■ **EXERCISE OBJECTIVE**
Copy all the data exactly, except the pictures.

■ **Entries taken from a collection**

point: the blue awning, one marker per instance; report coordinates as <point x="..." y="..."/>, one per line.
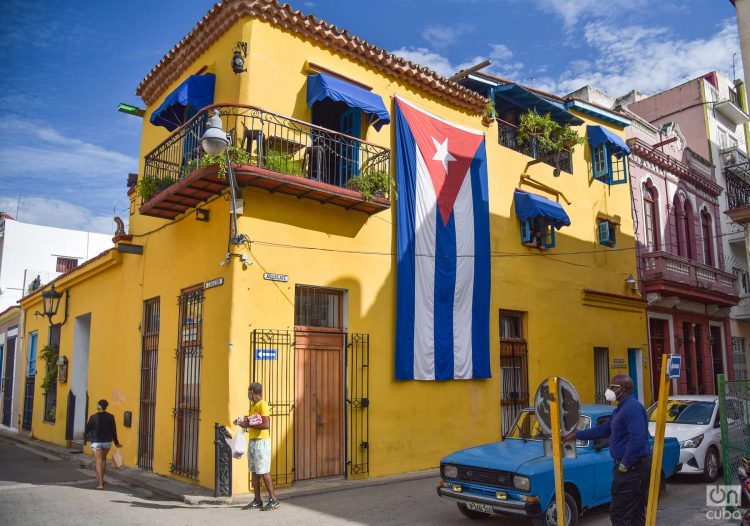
<point x="185" y="101"/>
<point x="528" y="100"/>
<point x="529" y="206"/>
<point x="321" y="86"/>
<point x="599" y="135"/>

■ **FINISHED TASK**
point: the blue awning, one marker per instance; report coordinates as <point x="..." y="..."/>, one per line.
<point x="185" y="101"/>
<point x="528" y="100"/>
<point x="529" y="206"/>
<point x="321" y="86"/>
<point x="599" y="135"/>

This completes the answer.